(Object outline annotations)
....

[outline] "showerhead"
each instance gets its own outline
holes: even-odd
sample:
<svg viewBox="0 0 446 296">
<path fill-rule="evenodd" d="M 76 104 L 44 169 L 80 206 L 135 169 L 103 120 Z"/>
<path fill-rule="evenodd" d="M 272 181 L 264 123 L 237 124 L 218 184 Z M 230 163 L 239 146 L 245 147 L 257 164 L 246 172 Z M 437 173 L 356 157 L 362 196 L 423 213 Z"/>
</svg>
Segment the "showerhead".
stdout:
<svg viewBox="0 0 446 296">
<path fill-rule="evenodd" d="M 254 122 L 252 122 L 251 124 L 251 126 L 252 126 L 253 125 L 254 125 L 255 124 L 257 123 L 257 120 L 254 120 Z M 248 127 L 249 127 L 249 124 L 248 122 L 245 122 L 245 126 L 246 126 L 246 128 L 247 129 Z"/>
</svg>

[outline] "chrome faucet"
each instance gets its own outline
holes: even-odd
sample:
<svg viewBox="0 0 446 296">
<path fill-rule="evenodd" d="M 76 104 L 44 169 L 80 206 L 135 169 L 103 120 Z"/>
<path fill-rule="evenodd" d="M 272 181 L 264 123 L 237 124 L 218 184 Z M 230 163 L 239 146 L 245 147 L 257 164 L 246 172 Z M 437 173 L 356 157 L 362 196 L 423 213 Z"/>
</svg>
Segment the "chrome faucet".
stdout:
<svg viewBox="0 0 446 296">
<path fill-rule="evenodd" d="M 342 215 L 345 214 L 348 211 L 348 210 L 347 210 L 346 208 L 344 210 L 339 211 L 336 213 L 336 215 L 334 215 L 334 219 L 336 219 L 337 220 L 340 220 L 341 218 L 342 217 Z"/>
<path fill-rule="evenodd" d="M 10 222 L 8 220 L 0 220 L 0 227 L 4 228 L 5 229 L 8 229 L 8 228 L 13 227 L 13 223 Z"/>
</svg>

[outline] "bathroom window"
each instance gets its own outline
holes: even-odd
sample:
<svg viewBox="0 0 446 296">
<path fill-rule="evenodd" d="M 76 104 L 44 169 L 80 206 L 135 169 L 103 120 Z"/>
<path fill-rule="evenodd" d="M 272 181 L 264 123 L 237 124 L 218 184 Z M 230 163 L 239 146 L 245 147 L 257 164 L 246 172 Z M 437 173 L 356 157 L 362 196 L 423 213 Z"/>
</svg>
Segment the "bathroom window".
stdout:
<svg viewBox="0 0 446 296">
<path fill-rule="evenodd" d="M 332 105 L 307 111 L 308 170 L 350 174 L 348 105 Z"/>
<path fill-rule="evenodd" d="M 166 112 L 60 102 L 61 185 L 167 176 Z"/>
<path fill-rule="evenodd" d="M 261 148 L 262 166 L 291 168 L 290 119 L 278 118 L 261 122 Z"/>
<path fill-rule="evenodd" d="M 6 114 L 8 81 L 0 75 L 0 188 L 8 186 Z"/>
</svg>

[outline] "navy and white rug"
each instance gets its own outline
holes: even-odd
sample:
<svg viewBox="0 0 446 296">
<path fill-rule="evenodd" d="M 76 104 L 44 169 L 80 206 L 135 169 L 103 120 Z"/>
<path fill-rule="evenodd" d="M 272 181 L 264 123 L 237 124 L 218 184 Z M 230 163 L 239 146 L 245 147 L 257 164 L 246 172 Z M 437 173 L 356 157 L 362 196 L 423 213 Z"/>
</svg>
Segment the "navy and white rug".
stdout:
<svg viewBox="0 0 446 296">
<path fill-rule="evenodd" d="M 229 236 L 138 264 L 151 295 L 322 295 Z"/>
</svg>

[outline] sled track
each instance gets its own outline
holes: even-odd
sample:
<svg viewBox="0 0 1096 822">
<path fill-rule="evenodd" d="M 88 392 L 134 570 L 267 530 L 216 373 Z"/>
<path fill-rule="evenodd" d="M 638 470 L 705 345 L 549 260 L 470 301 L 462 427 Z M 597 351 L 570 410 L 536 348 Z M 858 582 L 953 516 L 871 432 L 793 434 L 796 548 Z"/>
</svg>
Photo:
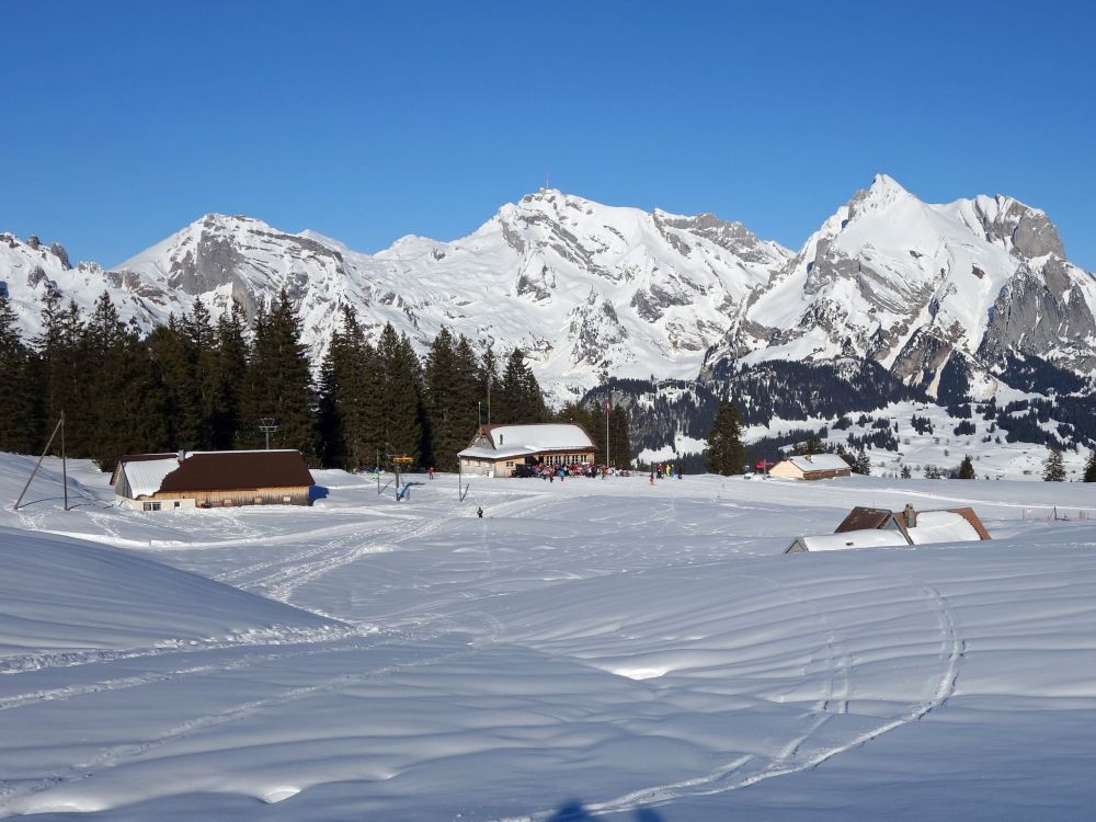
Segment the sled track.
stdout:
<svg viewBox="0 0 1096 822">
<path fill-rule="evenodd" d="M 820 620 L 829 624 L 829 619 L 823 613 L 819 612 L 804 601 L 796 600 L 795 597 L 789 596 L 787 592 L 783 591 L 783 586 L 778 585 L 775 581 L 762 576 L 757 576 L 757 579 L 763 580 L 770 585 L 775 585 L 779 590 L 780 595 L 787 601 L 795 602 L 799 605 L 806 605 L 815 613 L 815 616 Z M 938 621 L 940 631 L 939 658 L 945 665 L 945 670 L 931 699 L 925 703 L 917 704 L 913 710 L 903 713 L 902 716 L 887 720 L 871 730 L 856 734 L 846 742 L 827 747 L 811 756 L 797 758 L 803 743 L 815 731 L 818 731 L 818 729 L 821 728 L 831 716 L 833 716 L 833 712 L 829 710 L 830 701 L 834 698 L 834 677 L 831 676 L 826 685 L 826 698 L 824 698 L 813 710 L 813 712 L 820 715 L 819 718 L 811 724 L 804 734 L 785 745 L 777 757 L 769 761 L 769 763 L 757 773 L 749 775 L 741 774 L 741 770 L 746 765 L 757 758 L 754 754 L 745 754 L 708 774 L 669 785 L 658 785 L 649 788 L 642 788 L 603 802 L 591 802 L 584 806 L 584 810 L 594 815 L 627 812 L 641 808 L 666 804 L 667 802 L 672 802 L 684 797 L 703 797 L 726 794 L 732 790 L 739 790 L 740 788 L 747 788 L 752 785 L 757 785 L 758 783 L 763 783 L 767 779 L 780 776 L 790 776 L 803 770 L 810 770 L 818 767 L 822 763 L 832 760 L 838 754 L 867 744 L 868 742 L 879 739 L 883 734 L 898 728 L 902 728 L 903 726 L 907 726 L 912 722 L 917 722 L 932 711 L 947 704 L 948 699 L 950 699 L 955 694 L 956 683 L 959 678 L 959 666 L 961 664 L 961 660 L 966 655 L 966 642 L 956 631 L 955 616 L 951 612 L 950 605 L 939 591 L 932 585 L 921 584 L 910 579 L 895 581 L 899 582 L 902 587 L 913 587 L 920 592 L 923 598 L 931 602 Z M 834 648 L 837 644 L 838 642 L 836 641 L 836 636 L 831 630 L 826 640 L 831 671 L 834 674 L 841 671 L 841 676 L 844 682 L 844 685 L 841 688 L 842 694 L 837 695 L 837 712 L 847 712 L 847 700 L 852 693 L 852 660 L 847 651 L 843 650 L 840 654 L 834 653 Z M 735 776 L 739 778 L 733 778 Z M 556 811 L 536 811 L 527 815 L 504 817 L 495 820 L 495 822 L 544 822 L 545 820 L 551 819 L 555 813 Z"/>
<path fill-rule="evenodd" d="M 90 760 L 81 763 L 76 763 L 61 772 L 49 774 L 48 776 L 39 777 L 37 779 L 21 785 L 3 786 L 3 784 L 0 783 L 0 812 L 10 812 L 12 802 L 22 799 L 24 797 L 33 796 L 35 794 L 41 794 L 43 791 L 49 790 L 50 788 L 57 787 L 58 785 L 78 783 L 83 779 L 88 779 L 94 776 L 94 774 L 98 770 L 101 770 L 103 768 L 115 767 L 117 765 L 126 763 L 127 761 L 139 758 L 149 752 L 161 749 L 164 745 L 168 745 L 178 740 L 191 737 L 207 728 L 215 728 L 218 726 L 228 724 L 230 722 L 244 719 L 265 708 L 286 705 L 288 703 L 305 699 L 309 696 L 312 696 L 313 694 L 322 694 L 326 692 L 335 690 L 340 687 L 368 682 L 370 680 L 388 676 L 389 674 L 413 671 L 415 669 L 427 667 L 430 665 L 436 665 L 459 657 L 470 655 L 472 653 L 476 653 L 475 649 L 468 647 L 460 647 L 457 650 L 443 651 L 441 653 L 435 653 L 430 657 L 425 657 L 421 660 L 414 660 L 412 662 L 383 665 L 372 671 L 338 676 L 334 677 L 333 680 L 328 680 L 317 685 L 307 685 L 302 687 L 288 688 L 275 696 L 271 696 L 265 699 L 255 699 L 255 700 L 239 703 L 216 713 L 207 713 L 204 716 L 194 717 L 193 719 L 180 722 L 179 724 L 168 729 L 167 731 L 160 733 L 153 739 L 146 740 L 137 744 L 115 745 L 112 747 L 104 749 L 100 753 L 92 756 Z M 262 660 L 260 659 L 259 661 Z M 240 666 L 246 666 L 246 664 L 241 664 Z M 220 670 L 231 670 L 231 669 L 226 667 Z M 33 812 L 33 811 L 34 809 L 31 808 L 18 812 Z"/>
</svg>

....

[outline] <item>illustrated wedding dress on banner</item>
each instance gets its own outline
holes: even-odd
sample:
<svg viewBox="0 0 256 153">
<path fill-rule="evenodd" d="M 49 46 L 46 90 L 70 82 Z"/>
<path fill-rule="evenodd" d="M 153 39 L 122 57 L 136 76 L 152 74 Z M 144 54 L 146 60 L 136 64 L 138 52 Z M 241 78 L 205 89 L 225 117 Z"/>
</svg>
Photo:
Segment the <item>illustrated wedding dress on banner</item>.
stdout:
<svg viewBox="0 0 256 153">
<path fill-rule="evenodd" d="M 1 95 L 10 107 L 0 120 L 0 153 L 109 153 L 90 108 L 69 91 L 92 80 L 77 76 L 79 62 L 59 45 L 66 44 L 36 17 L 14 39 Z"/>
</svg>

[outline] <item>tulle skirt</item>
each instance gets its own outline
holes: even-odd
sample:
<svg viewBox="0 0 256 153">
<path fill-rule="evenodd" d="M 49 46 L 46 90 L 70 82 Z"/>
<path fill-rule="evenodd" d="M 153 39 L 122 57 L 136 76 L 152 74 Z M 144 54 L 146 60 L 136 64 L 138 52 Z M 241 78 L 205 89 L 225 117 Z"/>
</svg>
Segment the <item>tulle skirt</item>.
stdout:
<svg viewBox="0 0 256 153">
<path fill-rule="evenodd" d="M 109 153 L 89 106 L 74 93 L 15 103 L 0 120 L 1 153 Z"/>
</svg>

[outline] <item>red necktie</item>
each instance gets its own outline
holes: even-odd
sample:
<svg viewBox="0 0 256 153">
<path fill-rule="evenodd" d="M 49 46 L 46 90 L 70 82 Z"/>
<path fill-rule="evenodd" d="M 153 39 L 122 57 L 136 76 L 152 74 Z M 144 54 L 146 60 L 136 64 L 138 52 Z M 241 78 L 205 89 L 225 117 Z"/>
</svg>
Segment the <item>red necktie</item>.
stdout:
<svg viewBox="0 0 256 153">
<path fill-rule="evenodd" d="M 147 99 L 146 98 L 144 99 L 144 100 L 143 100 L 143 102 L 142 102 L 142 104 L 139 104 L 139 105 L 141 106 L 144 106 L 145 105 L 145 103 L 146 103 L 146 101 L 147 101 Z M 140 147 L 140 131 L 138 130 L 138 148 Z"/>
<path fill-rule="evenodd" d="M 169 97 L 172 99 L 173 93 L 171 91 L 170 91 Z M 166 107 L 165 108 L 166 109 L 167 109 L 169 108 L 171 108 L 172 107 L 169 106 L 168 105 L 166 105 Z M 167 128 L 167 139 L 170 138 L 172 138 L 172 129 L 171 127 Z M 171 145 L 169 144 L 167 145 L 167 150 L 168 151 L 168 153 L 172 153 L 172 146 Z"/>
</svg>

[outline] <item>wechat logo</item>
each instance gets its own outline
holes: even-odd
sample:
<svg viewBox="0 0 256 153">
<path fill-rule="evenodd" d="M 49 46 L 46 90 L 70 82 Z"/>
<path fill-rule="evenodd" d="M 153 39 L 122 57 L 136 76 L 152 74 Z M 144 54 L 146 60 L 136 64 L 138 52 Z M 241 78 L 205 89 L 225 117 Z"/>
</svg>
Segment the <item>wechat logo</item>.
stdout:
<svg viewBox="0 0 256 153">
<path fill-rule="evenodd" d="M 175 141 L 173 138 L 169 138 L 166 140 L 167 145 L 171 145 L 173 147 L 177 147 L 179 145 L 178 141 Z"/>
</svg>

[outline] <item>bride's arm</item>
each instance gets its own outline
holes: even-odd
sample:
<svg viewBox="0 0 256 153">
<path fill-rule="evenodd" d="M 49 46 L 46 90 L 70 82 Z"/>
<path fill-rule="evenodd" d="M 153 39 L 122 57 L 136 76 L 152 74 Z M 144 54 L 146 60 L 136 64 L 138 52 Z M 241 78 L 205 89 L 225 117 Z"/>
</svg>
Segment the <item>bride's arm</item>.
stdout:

....

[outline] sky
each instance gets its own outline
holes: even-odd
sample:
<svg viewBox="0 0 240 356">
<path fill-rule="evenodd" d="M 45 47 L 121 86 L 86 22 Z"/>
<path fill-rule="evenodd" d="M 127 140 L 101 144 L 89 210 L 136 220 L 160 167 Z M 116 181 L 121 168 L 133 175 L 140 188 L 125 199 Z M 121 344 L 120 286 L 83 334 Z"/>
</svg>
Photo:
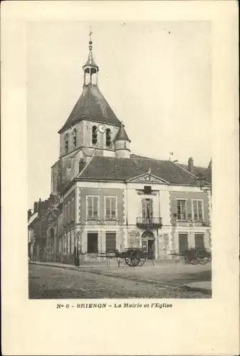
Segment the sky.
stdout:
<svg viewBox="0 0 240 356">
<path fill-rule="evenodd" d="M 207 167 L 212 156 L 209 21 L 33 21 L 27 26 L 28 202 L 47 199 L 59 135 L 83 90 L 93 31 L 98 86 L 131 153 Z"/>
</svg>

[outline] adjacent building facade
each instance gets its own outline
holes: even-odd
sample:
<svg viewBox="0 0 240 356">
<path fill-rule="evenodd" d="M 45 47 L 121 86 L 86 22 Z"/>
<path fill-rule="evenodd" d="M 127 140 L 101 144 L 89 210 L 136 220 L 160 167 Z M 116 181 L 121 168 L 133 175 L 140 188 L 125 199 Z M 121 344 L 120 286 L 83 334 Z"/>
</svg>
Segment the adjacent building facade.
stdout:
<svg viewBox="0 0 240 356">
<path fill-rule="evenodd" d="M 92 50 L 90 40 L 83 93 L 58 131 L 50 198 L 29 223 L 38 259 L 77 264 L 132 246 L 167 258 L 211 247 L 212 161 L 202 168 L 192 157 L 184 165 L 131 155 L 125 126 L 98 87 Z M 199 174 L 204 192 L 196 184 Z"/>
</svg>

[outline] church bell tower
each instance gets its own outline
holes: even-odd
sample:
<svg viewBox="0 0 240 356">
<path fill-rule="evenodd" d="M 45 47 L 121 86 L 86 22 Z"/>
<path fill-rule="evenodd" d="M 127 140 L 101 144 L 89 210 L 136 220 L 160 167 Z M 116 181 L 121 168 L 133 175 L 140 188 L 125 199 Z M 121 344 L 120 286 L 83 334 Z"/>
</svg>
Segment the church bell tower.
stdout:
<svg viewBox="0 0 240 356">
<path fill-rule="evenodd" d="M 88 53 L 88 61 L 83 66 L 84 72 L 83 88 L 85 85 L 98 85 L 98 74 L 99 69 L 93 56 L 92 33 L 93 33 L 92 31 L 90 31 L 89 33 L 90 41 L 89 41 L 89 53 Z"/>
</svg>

....

### TASK REQUIREMENTS
Find every line in the items above that contains the word "church" and copy each such line in full.

### REPLY TO THE TASK
[outline] church bell tower
Segment the church bell tower.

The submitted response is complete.